What you should do =
Leave out the pictures and restate the rest of the data exactly.

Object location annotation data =
┌──

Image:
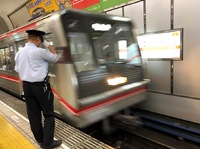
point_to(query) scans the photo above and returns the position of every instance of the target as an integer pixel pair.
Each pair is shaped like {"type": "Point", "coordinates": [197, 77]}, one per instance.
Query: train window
{"type": "Point", "coordinates": [113, 42]}
{"type": "Point", "coordinates": [20, 44]}
{"type": "Point", "coordinates": [81, 52]}
{"type": "Point", "coordinates": [1, 58]}
{"type": "Point", "coordinates": [5, 59]}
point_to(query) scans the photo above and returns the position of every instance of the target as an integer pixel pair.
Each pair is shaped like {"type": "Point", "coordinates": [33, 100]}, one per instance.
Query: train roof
{"type": "Point", "coordinates": [33, 23]}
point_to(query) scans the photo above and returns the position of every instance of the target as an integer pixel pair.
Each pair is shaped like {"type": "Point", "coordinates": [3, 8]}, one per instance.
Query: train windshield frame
{"type": "Point", "coordinates": [96, 41]}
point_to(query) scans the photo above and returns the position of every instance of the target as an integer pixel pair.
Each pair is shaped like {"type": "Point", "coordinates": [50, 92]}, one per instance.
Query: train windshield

└──

Response for this exercise =
Image:
point_to(query) scans the photo above and returns the position of every instance of the target as an integer pixel pair.
Each pair is shaped like {"type": "Point", "coordinates": [197, 77]}, one per instance.
Query: train window
{"type": "Point", "coordinates": [113, 42]}
{"type": "Point", "coordinates": [20, 44]}
{"type": "Point", "coordinates": [81, 52]}
{"type": "Point", "coordinates": [1, 58]}
{"type": "Point", "coordinates": [5, 59]}
point_to(query) scans the photo above and returns the position of every instance of the target as an integer pixel pair.
Each pair is shaped like {"type": "Point", "coordinates": [33, 100]}, one per instance.
Query: train roof
{"type": "Point", "coordinates": [33, 23]}
point_to(query) scans the photo above and returns the position of every instance of the target as an integer pixel pair.
Each pair is shaped like {"type": "Point", "coordinates": [3, 8]}, one per instance.
Query: train windshield frame
{"type": "Point", "coordinates": [96, 41]}
point_to(query) scans the photo above and returns the position of every instance of the target as an integer pixel pair.
Each pair is shaped like {"type": "Point", "coordinates": [50, 92]}, one per instance.
Query: train windshield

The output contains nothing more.